### Written instruction
Find each line in the listing below that contains the word "seat", and copy those lines out in full.

----

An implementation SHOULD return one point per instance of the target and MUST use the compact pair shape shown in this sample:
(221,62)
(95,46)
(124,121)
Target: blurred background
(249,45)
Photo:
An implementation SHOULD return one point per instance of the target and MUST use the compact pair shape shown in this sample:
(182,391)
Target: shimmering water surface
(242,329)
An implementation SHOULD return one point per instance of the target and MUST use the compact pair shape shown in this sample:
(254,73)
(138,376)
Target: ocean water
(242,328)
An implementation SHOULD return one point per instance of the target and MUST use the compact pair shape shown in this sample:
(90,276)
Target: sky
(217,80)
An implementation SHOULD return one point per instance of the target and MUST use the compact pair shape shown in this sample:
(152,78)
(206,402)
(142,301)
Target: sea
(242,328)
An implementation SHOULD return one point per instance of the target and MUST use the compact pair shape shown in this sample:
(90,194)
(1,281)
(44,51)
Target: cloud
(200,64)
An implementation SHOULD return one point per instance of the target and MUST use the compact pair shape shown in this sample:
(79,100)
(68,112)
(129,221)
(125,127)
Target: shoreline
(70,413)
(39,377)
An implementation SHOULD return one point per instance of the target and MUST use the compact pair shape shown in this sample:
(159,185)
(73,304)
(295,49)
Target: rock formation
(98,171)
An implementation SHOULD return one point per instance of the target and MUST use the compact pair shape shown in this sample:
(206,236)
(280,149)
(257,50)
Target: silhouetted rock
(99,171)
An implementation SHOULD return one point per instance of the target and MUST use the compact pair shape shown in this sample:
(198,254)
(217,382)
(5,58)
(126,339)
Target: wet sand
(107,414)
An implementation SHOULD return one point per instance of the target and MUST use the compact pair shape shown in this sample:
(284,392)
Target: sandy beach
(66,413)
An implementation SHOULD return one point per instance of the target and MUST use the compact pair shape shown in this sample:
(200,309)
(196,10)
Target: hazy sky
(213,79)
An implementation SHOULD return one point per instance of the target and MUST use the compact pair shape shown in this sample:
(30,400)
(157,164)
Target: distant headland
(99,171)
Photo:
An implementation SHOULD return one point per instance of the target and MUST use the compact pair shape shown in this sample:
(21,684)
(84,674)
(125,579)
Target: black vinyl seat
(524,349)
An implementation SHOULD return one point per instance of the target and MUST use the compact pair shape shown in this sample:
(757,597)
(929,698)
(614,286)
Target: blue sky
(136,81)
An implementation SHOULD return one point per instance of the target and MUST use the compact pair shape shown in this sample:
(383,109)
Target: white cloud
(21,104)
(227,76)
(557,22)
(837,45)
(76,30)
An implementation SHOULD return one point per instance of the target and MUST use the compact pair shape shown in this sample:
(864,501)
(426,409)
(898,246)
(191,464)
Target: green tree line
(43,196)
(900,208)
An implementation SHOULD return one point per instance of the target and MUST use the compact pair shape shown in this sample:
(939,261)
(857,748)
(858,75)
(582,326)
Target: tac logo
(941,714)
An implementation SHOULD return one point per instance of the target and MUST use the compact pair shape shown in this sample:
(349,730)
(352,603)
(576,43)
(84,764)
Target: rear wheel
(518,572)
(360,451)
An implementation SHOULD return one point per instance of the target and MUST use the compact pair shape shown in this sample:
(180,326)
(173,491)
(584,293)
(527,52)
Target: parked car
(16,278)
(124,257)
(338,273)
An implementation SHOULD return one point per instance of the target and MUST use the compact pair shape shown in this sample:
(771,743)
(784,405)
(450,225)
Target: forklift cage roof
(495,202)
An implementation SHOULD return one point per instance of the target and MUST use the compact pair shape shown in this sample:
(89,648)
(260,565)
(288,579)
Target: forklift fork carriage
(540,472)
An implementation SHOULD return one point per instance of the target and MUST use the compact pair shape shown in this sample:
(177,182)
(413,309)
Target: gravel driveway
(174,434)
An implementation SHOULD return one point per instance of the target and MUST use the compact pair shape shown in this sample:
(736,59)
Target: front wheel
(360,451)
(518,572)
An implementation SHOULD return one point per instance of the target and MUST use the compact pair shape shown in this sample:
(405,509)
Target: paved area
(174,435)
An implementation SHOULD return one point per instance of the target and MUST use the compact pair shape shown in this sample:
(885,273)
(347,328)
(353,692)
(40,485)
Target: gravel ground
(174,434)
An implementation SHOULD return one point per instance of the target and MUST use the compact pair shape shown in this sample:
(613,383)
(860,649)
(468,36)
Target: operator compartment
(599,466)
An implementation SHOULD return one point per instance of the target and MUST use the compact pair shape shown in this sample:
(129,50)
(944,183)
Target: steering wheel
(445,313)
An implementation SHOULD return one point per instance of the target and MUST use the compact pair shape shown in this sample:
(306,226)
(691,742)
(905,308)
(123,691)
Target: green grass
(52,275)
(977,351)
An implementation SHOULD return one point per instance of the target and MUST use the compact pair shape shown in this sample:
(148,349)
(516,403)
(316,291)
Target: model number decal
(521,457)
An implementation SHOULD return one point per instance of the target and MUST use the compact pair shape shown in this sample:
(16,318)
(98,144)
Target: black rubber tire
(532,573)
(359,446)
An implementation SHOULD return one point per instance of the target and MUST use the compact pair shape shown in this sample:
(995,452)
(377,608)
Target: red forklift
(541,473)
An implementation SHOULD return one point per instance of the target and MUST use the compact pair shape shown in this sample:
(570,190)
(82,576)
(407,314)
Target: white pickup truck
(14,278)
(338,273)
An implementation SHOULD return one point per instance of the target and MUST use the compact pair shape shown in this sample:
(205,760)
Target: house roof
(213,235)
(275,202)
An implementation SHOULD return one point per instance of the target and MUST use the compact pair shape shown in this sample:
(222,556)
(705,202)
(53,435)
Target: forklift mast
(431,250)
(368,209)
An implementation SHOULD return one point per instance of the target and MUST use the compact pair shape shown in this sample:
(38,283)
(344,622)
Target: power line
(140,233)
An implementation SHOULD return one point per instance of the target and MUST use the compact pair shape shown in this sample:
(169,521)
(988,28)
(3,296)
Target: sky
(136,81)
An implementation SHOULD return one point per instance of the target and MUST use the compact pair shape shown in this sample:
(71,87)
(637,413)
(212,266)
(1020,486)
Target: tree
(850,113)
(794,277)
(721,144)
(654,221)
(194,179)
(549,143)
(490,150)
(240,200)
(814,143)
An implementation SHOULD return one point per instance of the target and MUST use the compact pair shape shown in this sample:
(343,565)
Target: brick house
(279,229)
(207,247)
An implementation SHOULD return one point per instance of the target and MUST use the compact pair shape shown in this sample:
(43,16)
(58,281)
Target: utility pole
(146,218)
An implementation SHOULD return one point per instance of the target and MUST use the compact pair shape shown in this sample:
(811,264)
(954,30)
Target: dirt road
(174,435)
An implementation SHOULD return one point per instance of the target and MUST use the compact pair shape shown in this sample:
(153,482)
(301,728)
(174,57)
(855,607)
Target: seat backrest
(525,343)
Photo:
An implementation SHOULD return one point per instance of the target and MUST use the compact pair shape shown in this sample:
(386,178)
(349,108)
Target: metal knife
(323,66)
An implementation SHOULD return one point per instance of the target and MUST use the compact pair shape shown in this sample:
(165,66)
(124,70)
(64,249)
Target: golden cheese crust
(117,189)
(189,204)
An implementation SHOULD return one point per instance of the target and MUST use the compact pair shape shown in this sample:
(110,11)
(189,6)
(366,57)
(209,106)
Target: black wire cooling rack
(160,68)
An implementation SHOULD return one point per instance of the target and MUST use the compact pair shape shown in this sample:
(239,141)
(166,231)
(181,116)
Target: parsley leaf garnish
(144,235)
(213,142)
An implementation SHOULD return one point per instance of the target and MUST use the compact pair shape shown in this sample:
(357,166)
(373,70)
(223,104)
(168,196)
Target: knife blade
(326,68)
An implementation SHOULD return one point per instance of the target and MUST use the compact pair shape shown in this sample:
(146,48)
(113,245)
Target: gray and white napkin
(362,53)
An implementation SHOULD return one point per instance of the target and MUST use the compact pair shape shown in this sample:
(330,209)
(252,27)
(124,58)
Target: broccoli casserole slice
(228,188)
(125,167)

----

### Response to this task
Target: black vinyl seat
Target: seat backrest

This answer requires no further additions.